### Extract to read
^^^^^^^^

Federal authorities are debating whether health insurance companies can charge e-cigarette users more under the Affordable Care Act, as they are allowed to do for smokers of traditional cigarettes, The Wall Street Journal reports.
Under the Affordable Care Act, smokers can be charged a higher premium than nonsmokers. Smokers who obtain their insurance through an individual plan will not benefit from a provision in the law that allows smokers in small group plans to avoid the higher premiums if they participate in a smoking cessation program.
The law specifies that new individual and small group health plans can charge up to 50 percent higher premiums for smokers starting in 2014, but does not explain whether that group includes e-cigarette users. Small group plans, which include companies that employ up to 100 people, can implement the increase only if they also offer a wellness program that helps people quit smoking. The same protection is not available to people obtaining insurance through individual plans.

^^^^^^^^

### Excerpted records
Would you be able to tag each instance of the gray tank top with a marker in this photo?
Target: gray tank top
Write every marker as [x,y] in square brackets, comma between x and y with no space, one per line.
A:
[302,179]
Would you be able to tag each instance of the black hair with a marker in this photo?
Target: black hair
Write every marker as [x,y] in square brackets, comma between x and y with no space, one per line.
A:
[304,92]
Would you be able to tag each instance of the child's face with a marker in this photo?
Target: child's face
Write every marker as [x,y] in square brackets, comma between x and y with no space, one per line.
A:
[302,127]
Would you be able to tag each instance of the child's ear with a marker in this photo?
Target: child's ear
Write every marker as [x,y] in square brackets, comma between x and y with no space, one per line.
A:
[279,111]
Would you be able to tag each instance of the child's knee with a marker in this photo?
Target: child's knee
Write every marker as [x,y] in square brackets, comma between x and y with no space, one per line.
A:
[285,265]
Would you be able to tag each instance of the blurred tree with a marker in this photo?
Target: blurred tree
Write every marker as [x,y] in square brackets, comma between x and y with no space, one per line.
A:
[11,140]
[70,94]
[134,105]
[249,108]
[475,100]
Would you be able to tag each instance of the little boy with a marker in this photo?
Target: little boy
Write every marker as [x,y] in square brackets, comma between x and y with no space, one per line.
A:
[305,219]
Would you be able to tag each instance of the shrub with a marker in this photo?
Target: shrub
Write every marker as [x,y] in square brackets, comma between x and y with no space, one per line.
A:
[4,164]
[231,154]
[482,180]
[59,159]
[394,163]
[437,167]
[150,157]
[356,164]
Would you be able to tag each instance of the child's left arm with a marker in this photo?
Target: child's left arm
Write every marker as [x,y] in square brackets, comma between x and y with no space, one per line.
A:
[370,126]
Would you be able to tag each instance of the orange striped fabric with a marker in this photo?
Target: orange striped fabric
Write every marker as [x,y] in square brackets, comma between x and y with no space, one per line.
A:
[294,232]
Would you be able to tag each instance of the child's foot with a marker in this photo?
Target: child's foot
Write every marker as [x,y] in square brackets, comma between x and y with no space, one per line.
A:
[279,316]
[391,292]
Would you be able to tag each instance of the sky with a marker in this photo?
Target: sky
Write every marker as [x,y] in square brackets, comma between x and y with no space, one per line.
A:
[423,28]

^^^^^^^^

### To do
#1 Copy the passage of the e-cigarette insurance article that lies between "Under the Affordable Care Act, smokers" and "smoking cessation program.", inclusive.
#2 According to the e-cigarette insurance article, how much higher can new individual and small group health plans set premiums for smokers, and starting when?
#3 Extend the article on e-cigarette users and insurance premiums beyond its final sentence.

### Exercise answers
#1
Under the Affordable Care Act, smokers can be charged a higher premium than nonsmokers. Smokers who obtain their insurance through an individual plan will not benefit from a provision in the law that allows smokers in small group plans to avoid the higher premiums if they participate in a smoking cessation program.

#2 Up to 50 percent higher, starting in 2014.

#3
A spokesman for the Centers for Medicare and Medicaid Services said the agency is evaluating how issuers may treat people who use e-cigarettes. No timetable has been announced for the review, the article notes.
Some employers, including Walmart, charge employees who use e-cigarettes more, because of concerns over potential health risks. Both the tobacco industry and some health advocacy groups oppose an insurance surcharge on e-cigarette users.
David Howard, a spokesman for R.J. Reynolds Vapor Co., told the newspaper, “We don’t believe policies should be implemented that might deter current smokers from considering switching to smoke-free alternative products like e-cigarettes.”
An estimated three million people in the United States use e-cigarettes.